Document extract |
Outrage at Dems Opens Space for GOP to Win Fresh Voters
One of the most uncomfortable facts about the 2020 election for liberals was that Trump made significant gains among Latino and Black voters, especially older people. In 2020, Trump doubled his 2016 vote in Miami-Dade County. He won 30% of Puerto Ricans and 48% of non-Cuban Latinos in Florida. This pattern was not unique to Florida. In Zapata County, Texas, which is 93% Latino, Trump beat Biden by 6% – Hillary Clinton won the same county by 33% in 2016.
One particular candidate very clearly demonstrates the growing appeal of right-populist ideas to voters of color. Republican Mayra Flores became the first Republican to win her south Texas district in over a hundred years. She is a 36 year old healthcare worker whose husband is an ICE agent. In her campaign she played up her working class background as a migrant who worked alongside her parents in cotton fields. She ran against the Democratic Party. The first sentence on her website read: “Voters in District 34 are realizing we no longer have to beg for scraps from Nancy Pelosi and the Democrats.” Interestingly her website does not mention Trump, anywhere.

Dataset extract |
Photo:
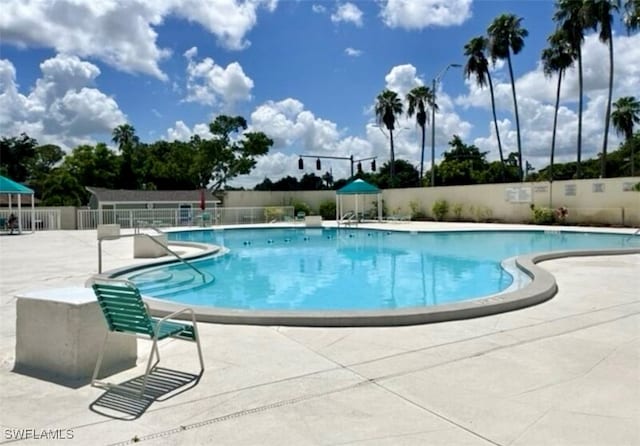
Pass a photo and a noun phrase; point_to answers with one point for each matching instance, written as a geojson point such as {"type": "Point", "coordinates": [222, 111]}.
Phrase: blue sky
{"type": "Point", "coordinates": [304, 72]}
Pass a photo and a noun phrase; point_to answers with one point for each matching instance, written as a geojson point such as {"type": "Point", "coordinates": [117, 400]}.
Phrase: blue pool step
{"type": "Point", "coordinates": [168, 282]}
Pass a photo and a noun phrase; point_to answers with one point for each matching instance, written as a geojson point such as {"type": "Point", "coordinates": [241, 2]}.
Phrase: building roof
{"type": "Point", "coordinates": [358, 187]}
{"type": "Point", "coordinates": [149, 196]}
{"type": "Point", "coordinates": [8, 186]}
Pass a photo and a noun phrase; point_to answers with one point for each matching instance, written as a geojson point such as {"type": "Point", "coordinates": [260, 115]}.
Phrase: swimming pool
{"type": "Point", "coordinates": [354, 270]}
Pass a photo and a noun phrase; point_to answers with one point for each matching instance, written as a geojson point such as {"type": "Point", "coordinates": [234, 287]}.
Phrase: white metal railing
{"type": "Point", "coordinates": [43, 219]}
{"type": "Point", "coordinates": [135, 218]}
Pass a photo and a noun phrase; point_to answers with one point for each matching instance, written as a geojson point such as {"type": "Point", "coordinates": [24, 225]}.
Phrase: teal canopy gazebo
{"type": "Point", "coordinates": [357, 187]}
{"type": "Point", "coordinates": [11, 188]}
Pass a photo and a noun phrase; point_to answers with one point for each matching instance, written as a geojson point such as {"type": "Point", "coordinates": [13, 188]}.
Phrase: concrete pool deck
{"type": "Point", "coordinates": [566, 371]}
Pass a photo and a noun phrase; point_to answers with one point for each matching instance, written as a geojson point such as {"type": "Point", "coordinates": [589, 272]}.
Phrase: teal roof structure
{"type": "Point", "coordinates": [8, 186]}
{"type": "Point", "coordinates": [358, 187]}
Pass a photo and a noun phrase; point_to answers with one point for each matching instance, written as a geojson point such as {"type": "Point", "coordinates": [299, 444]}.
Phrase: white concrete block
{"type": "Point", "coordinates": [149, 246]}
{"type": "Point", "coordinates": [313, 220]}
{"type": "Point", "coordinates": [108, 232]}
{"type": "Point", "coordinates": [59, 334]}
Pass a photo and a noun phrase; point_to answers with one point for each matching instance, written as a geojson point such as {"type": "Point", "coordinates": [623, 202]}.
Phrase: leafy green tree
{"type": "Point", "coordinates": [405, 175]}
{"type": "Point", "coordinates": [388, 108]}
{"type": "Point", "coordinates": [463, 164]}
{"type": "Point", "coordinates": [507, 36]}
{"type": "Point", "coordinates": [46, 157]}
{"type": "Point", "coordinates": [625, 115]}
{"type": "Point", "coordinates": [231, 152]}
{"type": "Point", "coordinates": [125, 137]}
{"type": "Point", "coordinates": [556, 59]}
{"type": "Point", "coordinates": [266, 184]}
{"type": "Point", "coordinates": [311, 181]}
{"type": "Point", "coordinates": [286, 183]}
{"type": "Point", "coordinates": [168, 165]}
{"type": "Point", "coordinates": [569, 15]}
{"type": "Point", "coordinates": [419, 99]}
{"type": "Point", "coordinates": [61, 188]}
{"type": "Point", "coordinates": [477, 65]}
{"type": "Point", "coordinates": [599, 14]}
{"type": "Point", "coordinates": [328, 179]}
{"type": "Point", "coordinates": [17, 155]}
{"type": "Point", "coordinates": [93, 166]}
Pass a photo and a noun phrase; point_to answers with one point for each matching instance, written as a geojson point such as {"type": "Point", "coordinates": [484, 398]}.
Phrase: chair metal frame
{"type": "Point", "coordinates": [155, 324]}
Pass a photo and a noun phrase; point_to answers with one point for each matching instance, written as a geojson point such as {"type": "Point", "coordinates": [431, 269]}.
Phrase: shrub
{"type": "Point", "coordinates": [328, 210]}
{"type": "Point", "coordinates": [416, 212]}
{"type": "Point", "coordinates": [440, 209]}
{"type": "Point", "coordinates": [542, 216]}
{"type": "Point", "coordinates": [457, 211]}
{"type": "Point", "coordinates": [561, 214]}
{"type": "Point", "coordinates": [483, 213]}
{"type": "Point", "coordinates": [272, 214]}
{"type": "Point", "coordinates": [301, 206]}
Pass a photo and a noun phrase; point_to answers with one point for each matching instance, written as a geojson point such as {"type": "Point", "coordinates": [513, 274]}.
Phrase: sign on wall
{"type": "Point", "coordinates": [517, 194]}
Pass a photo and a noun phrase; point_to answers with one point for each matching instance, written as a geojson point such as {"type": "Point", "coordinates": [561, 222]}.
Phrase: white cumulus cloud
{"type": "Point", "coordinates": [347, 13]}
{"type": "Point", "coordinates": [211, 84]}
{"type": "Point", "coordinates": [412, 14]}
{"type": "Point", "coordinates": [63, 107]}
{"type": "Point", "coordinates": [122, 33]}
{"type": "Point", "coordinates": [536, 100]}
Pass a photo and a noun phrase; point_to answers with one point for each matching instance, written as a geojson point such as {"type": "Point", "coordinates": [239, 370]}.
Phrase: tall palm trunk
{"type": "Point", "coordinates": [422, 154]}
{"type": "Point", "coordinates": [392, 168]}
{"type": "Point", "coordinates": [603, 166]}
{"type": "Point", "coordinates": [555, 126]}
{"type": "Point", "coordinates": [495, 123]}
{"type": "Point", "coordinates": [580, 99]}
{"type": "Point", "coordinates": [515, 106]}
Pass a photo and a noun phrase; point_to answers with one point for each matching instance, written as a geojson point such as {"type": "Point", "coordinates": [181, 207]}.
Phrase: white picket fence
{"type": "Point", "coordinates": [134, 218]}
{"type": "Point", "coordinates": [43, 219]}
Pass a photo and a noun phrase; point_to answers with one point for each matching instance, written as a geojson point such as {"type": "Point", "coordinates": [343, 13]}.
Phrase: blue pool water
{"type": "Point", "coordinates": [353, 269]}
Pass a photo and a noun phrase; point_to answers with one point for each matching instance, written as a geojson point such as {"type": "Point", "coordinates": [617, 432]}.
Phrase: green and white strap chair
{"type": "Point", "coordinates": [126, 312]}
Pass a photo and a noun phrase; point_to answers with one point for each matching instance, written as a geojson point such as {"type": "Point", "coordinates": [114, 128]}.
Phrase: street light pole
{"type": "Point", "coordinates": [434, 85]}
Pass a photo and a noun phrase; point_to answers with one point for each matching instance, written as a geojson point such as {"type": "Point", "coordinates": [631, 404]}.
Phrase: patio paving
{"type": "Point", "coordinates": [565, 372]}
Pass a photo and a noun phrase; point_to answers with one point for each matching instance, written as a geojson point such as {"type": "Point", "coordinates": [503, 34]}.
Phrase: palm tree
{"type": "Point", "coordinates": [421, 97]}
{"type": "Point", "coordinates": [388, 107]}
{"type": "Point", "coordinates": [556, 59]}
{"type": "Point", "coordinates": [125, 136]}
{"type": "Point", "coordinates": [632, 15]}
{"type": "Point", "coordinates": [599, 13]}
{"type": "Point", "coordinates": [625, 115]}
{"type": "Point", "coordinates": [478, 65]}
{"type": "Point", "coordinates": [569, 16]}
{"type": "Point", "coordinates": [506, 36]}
==
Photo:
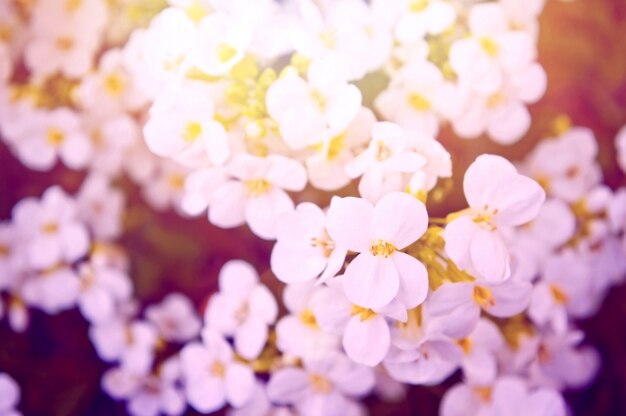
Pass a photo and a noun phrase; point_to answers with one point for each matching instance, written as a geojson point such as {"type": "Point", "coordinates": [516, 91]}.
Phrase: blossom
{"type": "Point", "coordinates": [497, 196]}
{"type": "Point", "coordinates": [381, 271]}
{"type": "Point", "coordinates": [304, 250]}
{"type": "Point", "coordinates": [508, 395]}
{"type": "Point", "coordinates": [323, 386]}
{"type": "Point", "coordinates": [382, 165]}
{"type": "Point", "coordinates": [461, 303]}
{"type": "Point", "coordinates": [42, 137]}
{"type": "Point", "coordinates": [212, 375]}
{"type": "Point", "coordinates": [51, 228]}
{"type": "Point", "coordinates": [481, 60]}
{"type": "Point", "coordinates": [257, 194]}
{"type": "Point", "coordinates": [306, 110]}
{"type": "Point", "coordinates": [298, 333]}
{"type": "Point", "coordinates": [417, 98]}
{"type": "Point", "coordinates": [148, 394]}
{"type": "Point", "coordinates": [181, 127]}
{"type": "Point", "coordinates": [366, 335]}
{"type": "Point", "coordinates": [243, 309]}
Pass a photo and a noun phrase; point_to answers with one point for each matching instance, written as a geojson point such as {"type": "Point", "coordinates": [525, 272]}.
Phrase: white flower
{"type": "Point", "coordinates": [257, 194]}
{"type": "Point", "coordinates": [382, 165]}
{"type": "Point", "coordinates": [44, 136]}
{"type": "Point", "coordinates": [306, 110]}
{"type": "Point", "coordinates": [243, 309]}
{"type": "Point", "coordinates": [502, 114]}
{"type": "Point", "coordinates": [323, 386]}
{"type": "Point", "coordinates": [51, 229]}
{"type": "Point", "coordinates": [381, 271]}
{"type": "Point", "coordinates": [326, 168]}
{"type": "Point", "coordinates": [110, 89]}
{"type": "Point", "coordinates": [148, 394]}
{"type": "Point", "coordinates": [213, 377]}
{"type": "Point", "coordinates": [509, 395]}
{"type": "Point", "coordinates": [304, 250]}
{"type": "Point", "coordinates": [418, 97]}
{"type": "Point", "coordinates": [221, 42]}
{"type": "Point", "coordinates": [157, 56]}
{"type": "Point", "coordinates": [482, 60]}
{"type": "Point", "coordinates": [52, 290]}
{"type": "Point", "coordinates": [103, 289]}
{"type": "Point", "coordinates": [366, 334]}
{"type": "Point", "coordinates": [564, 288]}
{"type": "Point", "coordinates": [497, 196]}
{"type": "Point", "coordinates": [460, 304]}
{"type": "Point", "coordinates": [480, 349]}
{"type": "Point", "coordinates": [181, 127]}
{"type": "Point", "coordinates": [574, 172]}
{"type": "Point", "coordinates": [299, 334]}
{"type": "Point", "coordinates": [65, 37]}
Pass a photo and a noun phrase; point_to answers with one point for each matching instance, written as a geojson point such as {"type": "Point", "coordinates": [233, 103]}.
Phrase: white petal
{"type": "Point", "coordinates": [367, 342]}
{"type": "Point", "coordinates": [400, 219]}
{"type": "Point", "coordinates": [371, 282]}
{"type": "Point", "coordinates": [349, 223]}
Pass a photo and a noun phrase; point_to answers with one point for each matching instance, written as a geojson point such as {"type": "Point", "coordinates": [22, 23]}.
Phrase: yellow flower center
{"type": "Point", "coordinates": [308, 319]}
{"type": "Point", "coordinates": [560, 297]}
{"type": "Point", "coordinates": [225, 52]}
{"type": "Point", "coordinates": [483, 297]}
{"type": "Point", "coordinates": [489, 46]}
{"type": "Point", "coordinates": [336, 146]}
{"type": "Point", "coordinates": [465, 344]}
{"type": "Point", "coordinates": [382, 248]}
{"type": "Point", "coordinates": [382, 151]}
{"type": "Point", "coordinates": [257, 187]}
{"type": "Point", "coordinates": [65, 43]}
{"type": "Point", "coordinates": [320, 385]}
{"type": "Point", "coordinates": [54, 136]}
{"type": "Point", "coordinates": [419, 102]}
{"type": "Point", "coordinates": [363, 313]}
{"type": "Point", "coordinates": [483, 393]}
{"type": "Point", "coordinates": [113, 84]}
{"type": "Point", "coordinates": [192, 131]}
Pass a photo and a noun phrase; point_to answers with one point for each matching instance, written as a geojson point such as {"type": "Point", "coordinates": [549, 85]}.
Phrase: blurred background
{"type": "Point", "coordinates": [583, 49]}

Task requirements |
1. In the article on Republican gains among Latino and Black voters, by what margin did Trump beat Biden in Zapata County, Texas?
2. Proceed with the article on Republican gains among Latino and Black voters, starting right after its final sentence.

Activity answers |
1. By 6%.

2.
Her victory mainly shows the dangers of relying on empty, “woke” slogans that don’t offer material benefits to working class people as the Democrats have. While the Republicans have not made significant inroads into major cities, “law and order” politics have. The mayoral election of Eric Adams in New York and primary victory for Ric Caruso in Los Angeles, show that right-wing Democrats can also cash in on the backlash against Black Lives Matter, especially among the wealthy and among older Black men. This year’s recall of San Francisco District Attorney Chesa Boudin has similar features.
Class politics, not “woke” sloganeering, is the way to split the base for these right wing candidates. Bernie’s class appeal did very well with Latino voters, even older voters, in states like Nevada. In fact, in a 2020 poll of “very important” issues in the 2020 election, Latinos were 10% more likely to list healthcare; 15% more likely to list racial and economic equality; and 20% more likely to list climate change than the whole electorate. These are all issues the Democrats betrayed, and it will take more than AOC’s “minirant” of the use of the term Latinx to win these voters back.
Even in Crisis, the GOP Can Win – A Working Class Alternative is Needed
There are many fault lines that can undermine the GOP’s current coexistence between the old guard Republican establishment, Trump’s personal branch of opportunistic patronage, the far-right who are using the situation to advance their own ideas, and fresh candidates of color who see a political moment in the general outrage at the Democratic Party.
However Republicans do not offer anything to working class people. Once in office, they defend billionaires and corporations, just like the Democrats do. The way to break with the cycle of bouncing from one corporate-controlled party to another is to build an independent political party. A political force that is rooted in strikes, social justice movements, and working class communities; democratically controlled by its members; free from corporate cash and that fights unapologetically for a working class program that offers real material benefits to working class people, not performative liberal soundbytes or divisive scapegoating culture wars.